Position identification records:
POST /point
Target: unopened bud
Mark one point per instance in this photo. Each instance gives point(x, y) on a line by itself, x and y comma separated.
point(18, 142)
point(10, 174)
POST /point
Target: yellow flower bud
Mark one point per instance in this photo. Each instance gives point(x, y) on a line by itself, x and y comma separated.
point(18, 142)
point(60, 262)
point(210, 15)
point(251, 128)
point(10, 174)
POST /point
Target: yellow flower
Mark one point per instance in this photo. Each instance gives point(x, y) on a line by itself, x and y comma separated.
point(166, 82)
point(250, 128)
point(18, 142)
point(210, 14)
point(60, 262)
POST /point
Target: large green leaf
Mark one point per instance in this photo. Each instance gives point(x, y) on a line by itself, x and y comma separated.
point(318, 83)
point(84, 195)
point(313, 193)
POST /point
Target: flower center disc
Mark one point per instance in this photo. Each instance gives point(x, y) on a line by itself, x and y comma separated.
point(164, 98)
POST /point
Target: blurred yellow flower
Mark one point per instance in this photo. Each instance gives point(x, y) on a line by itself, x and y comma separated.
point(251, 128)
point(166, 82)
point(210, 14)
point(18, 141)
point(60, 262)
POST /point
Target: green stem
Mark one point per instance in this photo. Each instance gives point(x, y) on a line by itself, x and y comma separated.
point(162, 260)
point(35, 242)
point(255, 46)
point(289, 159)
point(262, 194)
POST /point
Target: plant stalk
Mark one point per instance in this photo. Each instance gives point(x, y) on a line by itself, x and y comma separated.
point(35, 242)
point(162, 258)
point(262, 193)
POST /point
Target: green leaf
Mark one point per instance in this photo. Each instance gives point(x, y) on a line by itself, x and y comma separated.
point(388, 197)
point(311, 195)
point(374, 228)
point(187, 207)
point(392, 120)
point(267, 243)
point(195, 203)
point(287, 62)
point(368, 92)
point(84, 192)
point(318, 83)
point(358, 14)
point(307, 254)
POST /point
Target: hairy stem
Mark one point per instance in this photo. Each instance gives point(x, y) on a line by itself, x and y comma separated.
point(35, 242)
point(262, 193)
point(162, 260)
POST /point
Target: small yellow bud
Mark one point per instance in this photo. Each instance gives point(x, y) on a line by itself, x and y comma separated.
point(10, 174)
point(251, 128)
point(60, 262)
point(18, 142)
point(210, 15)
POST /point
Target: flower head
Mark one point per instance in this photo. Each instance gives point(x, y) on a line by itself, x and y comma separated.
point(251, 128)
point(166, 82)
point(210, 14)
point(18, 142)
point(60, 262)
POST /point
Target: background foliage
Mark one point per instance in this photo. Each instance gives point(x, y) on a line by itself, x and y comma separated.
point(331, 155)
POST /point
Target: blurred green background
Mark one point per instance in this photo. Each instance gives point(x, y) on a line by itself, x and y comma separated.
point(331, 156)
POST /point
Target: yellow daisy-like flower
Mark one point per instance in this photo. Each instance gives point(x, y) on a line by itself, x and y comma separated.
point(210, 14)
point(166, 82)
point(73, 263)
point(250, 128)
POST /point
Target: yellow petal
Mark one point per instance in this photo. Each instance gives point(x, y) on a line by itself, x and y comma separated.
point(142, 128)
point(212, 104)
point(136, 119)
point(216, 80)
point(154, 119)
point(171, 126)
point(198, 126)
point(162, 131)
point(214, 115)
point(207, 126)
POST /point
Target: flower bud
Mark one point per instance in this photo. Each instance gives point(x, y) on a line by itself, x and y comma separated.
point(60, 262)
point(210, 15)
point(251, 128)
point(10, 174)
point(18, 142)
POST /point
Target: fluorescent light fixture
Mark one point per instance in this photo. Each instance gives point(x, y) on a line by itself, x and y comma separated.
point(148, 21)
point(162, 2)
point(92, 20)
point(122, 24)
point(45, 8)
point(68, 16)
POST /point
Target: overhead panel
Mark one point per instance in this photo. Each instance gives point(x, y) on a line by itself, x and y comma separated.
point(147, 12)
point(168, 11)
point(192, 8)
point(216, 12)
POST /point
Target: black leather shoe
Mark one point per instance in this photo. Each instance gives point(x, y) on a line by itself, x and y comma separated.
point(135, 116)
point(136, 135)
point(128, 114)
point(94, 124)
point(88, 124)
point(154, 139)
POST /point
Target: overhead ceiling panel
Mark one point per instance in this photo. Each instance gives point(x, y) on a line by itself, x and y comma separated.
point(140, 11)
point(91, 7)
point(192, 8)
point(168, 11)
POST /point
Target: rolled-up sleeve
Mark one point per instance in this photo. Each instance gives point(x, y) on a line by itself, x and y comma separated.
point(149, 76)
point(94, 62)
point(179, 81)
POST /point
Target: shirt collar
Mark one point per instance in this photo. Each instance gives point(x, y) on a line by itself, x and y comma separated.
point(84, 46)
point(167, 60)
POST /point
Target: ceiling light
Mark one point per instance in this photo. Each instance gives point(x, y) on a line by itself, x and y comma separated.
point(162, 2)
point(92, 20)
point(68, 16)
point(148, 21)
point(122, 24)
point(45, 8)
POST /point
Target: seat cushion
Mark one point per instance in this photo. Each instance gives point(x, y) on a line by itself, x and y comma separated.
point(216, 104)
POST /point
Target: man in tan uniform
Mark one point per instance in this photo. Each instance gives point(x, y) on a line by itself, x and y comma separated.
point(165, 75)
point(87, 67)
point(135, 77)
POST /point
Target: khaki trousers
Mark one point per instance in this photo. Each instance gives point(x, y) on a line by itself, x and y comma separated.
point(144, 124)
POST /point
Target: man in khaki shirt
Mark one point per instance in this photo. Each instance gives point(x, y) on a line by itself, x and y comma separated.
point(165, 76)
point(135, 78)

◆ TASK DETAILS
Return every entry verbatim.

◆ THE RESPONSE
POST /point
Target: unopened bud
Mark one point per instance in this photo. Each instance gives point(x, y) on a line by itself, x and y comma separated.
point(18, 142)
point(10, 174)
POST /point
Target: yellow flower bud
Mark one point per instance in this photo. Each instance gives point(x, y) on a line by itself, x and y comma separated.
point(18, 142)
point(60, 262)
point(210, 15)
point(251, 128)
point(10, 174)
POST /point
Target: yellow flower
Mark one point per instance in this photo. Each instance gives point(x, y) on a line by itself, x and y comma separated.
point(166, 82)
point(250, 128)
point(18, 142)
point(210, 14)
point(60, 262)
POST /point
Target: large green leaf
Mark one point per instance in this photo. Each instance gives point(x, y) on a line by itself, x and y comma separated.
point(318, 83)
point(84, 195)
point(313, 193)
POST /point
Target: flower center disc
Mark one point per instance in this photo. Each instance gives point(x, y) on a line by itself, x and y comma separated.
point(164, 98)
POST /point
Target: blurred yellow flower
Mark one point per instance in this photo. Each instance gives point(x, y) on a line by itself, x and y comma separated.
point(251, 128)
point(166, 82)
point(210, 14)
point(18, 141)
point(60, 262)
POST /point
Target: green stem
Mark one point per instance in this photo. Each instance gives point(x, y) on a line by itself, x and y comma separated.
point(162, 260)
point(35, 242)
point(255, 46)
point(289, 159)
point(262, 194)
POST /point
Target: plant stalk
Mark one point per instance in this photo. Each instance gives point(x, y) on a line by itself, x and y comma separated.
point(35, 242)
point(162, 258)
point(262, 193)
POST /point
Target: green leaf
Mark one point per instance in this photo. Each instance gives point(x, y) on a line by itself, x and y comma separated.
point(388, 197)
point(311, 195)
point(374, 228)
point(187, 207)
point(392, 120)
point(267, 243)
point(195, 203)
point(287, 62)
point(368, 92)
point(84, 192)
point(318, 83)
point(358, 14)
point(307, 254)
POST /point
Target: hairy stem
Mark one point per instance in this photo. Each instance gives point(x, y) on a line by itself, x and y comma separated.
point(35, 242)
point(262, 193)
point(162, 260)
POST /point
Target: small yellow bud
Mark one point per instance in this photo. Each instance gives point(x, y) on a line by itself, x and y comma separated.
point(10, 174)
point(251, 128)
point(60, 262)
point(18, 142)
point(210, 15)
POST /point
Target: flower head
Mark one point per instance in this photo. Each instance gives point(x, y) on a line by itself, x and y comma separated.
point(251, 128)
point(166, 82)
point(210, 14)
point(18, 142)
point(60, 262)
POST /point
Target: background foliage
Mark one point per instance in this photo. Each instance gives point(x, y) on a line by itself, x and y comma separated.
point(331, 155)
POST /point
Target: blurred green background
Mark one point per instance in this photo. Each instance gives point(x, y) on a line by itself, x and y comma separated.
point(331, 156)
POST /point
Target: yellow daisy-like flower
Mark one point per instance in this photo. Each instance gives point(x, y) on a line by itself, x and y comma separated.
point(210, 14)
point(166, 82)
point(73, 263)
point(250, 128)
POST /point
Target: yellow petal
Mark one point per instance in this photo. Each instance gives point(x, y) on a line by itself, x and y comma separated.
point(142, 128)
point(212, 104)
point(136, 119)
point(216, 80)
point(154, 119)
point(171, 126)
point(198, 126)
point(162, 131)
point(214, 115)
point(207, 126)
POST /point
Target: flower bud
Mark one point per instance in this photo. Each instance gives point(x, y) on a line by itself, x and y comma separated.
point(60, 262)
point(210, 15)
point(251, 128)
point(10, 174)
point(18, 142)
POST /point
Target: fluorescent light fixture
Mark one point per instance in this photo. Each instance gives point(x, y) on a line by itself, x and y comma separated.
point(148, 21)
point(162, 2)
point(92, 20)
point(122, 24)
point(45, 8)
point(68, 16)
POST /point
Target: overhead panel
Mark one point per instance in this photo. Each instance gives point(x, y) on a line by itself, x and y comma separated.
point(147, 12)
point(168, 11)
point(192, 8)
point(216, 12)
POST /point
Target: black leather shoe
Mark one point per instance in this photo. Each instance gives point(x, y) on a line by itself, x and y comma separated.
point(135, 116)
point(136, 135)
point(128, 114)
point(94, 124)
point(88, 124)
point(154, 139)
POST /point
Target: overhead ceiling panel
Mark one point per instance in this photo. Each instance gives point(x, y) on a line by itself, x and y comma separated.
point(140, 11)
point(91, 7)
point(192, 8)
point(168, 11)
POST /point
Target: rolled-up sleeve
Mark one point per instance in this photo. Each instance gives point(x, y) on a line by itself, x and y comma separated.
point(149, 76)
point(94, 62)
point(179, 81)
POST /point
Target: shirt collar
Mark one point per instance in this photo. Each instance gives point(x, y) on a line by itself, x and y comma separated.
point(84, 46)
point(167, 60)
POST /point
Target: ceiling light
Mark one point per instance in this photo. Each instance gives point(x, y) on a line by itself, x and y comma separated.
point(162, 2)
point(92, 20)
point(68, 16)
point(148, 21)
point(122, 24)
point(45, 8)
POST /point
Target: seat cushion
Mark one point per instance in this photo. Each instance gives point(x, y) on a line by itself, x and y comma separated.
point(216, 104)
POST /point
Target: man in tan uniform
Mark one point per instance in this photo. Each instance gives point(x, y) on a line by itself, x and y comma separated.
point(165, 75)
point(87, 67)
point(135, 77)
POST /point
Target: khaki trousers
Mark one point per instance in this photo. Each instance gives point(x, y) on a line by itself, x and y comma separated.
point(144, 124)
POST /point
Target: man in khaki shirt
Mark one point per instance in this photo. Each instance gives point(x, y) on a line by itself, x and y comma separated.
point(165, 76)
point(135, 78)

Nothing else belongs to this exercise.